═════ Data section ═════
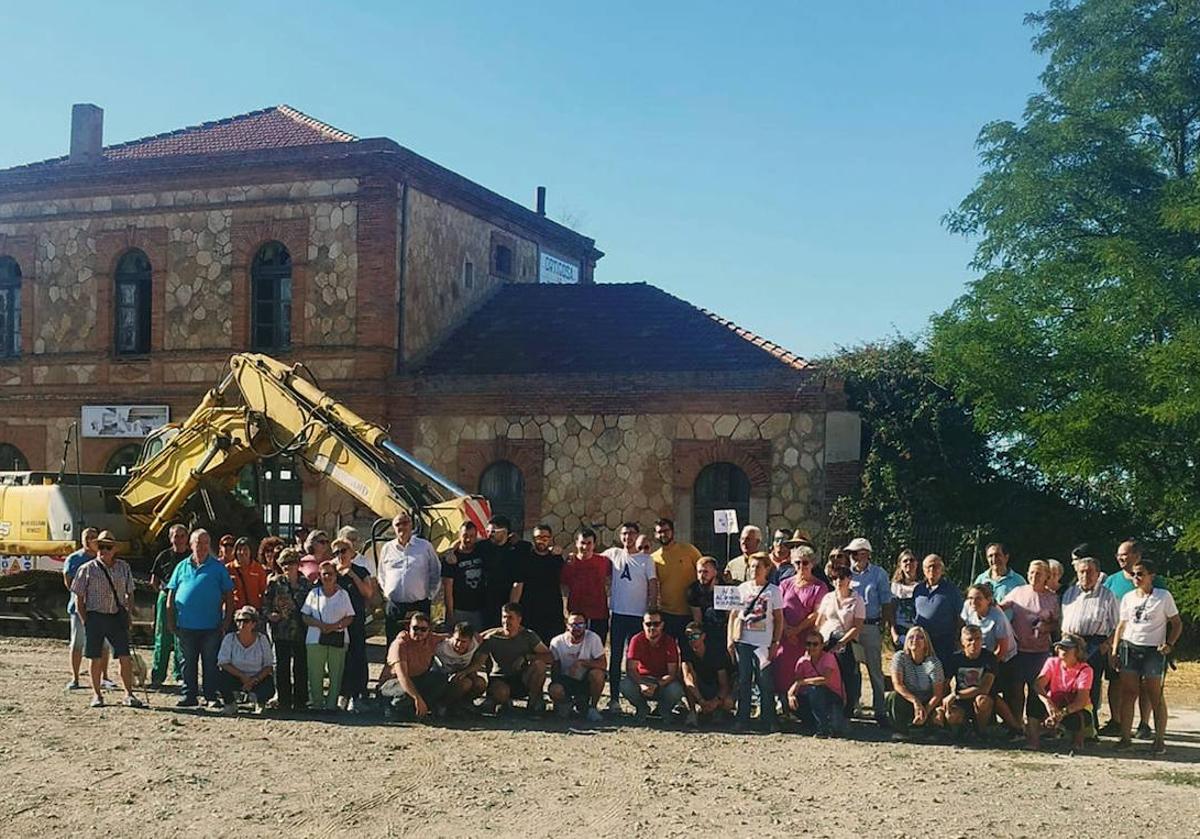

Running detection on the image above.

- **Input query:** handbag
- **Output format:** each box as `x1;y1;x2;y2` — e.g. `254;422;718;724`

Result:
316;588;345;648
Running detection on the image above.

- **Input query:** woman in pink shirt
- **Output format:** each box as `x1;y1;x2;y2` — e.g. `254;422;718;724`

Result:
787;631;846;736
1029;633;1094;751
814;565;865;714
999;559;1060;728
774;546;830;696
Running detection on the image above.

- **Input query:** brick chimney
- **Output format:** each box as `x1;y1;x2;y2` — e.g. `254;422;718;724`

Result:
68;104;104;165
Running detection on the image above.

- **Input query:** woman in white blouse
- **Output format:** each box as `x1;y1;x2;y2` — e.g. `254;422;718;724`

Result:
302;560;356;712
815;564;865;714
217;605;275;714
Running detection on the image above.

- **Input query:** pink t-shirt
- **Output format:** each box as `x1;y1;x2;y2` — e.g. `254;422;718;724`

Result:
794;650;845;701
1000;585;1060;653
1039;656;1093;707
780;577;829;627
815;590;866;640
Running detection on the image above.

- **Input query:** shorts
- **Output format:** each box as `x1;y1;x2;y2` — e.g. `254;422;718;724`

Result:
1118;641;1166;679
70;612;112;654
991;656;1019;699
84;611;130;659
550;674;591;704
491;670;531;699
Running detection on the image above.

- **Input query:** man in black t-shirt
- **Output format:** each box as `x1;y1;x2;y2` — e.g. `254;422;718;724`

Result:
478;516;528;629
149;524;191;689
940;624;997;735
441;521;488;631
680;621;734;727
686;557;727;650
520;523;566;644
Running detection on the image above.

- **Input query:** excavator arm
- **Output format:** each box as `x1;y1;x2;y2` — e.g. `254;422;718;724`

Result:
118;353;490;552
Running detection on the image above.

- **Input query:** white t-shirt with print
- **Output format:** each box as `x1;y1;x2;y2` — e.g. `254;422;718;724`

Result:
434;636;479;674
1120;588;1179;647
604;548;657;617
733;581;783;649
550;629;605;679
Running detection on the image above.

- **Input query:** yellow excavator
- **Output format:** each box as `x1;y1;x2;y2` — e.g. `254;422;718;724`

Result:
0;352;490;631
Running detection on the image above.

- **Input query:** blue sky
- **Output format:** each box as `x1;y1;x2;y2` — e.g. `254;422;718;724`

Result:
1;1;1046;358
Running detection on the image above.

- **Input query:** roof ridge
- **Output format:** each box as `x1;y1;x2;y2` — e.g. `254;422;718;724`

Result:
648;285;808;371
276;104;358;143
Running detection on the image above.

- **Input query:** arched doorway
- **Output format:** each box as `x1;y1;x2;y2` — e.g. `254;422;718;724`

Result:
692;461;751;561
479;460;525;537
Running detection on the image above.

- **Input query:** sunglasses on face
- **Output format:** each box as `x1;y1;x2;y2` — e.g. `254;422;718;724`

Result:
644;621;663;627
568;622;587;629
1132;571;1147;578
686;633;703;641
411;625;430;634
235;618;255;624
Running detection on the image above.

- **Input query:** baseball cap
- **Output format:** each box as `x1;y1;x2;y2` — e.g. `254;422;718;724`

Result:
844;537;873;553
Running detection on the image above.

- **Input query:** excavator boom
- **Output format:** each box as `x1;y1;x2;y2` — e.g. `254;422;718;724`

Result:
118;353;489;551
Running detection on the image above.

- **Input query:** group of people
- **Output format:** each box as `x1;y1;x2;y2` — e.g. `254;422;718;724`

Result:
63;514;1184;753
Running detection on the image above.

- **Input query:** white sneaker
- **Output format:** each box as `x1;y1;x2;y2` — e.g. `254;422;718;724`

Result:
337;695;349;711
253;702;266;715
100;678;118;690
346;698;358;714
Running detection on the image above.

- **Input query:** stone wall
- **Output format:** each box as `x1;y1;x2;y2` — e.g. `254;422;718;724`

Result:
401;187;538;363
407;411;825;543
0;179;359;354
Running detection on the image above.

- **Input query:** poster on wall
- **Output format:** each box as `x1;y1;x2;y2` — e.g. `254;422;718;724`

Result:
═════
#### Work to complete:
Could you write out every line above exactly as it stands, with no images?

#### Solution:
Running detection on the image above.

- **Input query:** handbag
- **Output format:** each box as `x1;y1;x2;y2` — e.g. `254;422;718;724`

Result:
316;588;345;648
Running detection on the image above.

- **Input query:** woman in pink shirt
- **Output format:** each box as `x1;y1;x2;y2` — e.g. `254;422;718;724`

Result:
787;631;846;736
1029;633;1094;751
814;565;865;714
999;559;1060;728
774;546;830;696
Running detection on the image above.

- **Input query:** brick chimney
- **Output format:** each box as `x1;y1;x2;y2` — e.g. `254;422;718;724`

Result:
68;104;104;165
Running detection on the image above.

- **Input query:** woman in white blouse
- **Output format:** each box as `x1;y1;x2;y2` — e.g. `254;422;718;724`

Result:
302;560;356;712
815;564;865;714
217;605;275;714
Running detection on the image above.

- **Input query:** pink t-shirt
- **Output format:** each box as `x1;y1;x2;y2` — e.g. `254;422;718;724`

Result:
794;650;845;701
1000;585;1060;653
1039;656;1093;707
780;577;829;627
815;590;866;640
Running detection on the image above.

- **Input query:** shorts
- **Output format:** each box as `x1;y1;x2;y2` — e.g. `254;422;718;724`

Result:
1118;641;1166;679
70;612;112;654
991;656;1019;699
84;611;130;659
550;674;591;704
491;670;531;699
Running detection on the image above.

- **Input query:** man in black t-shirt
- **Output format:** each box as `x1;y1;x2;y2` — e.g. `254;422;718;724`

Result:
478;516;528;629
149;524;191;689
940;624;997;735
441;521;488;631
680;621;734;727
686;557;727;650
520;523;566;644
Running detection on the image above.

- **Input query:** excavator arm
- **Output format:** each box as `x1;y1;x2;y2` — e.g. `254;422;718;724`

Result:
118;353;490;552
Running detection on the image above.

- **Input query:** white t-shirt with print
- **Output format:** each box as `x1;y1;x2;y2` — e.g. `254;422;718;724`

Result:
434;636;479;674
1120;588;1179;647
604;548;657;617
733;581;783;649
550;629;605;679
Running detection on the image above.

- **Input query:** yellow excavator
- **Output format:** each box as `x1;y1;x2;y2` — e.g. `254;422;718;724`

Result:
0;352;490;631
Running detection on the image above.

- **Input query:** blue sky
- **Output format:** each box as `x1;y1;x2;y2` — e.g. `254;422;718;724`

Result:
1;1;1046;358
Running detection on the image above.

- **Input query:** roof ridge
- **Output format:** each box as `x1;y1;x2;y2` — e.g. `254;422;718;724`

Result:
648;285;808;371
276;104;358;143
Running detection on the image above.

- **Input query:** arched doorway
- **Output format:** each box as `x1;y1;x2;y2` — e.g. `254;422;718;724`

Result:
692;461;751;561
479;460;525;537
Running detection on the image above.

- **Input query:** sunglasses on face
- **Output format:** each box as `x1;y1;x2;y2` — e.g. `254;422;718;724`

Result:
644;621;663;627
568;622;587;629
1132;571;1147;578
686;633;703;641
411;625;430;634
235;618;255;624
Running detection on the image above.

- **Input query:** baseball cap
- **Output format:** each box as `x1;y1;x2;y2` — e.g. `254;422;718;724`

Result:
844;537;873;553
Running detection on the image above.

- **Input query:** excavator boom
- **Output format:** each box as `x1;y1;x2;y2` — e.g. `254;422;718;724`

Result:
118;353;489;551
Running detection on the image above.

- **Input query:** group of people
- **Output format:** each box as `x1;y1;x2;y2` — e.g. `254;422;718;724`

Result:
63;514;1184;753
Running detection on the image above.

- **Input query:** white sneaker
- **Output format:** each box as `x1;y1;x2;y2` — e.g. `254;422;718;724`

Result:
337;695;349;711
253;702;266;715
100;678;118;690
346;698;358;714
Running detection on the image above.

- **Input query:** stone wall
- **Output format:** each box as `x1;y1;x2;y2` — e.g. `254;422;718;724`

Result:
401;187;538;363
407;411;825;543
0;179;359;354
Running detection on the image above.

- **Input query:** poster on wall
- **Output format:** each box as `x1;y1;x2;y2` — e.g. `254;422;718;724`

Result:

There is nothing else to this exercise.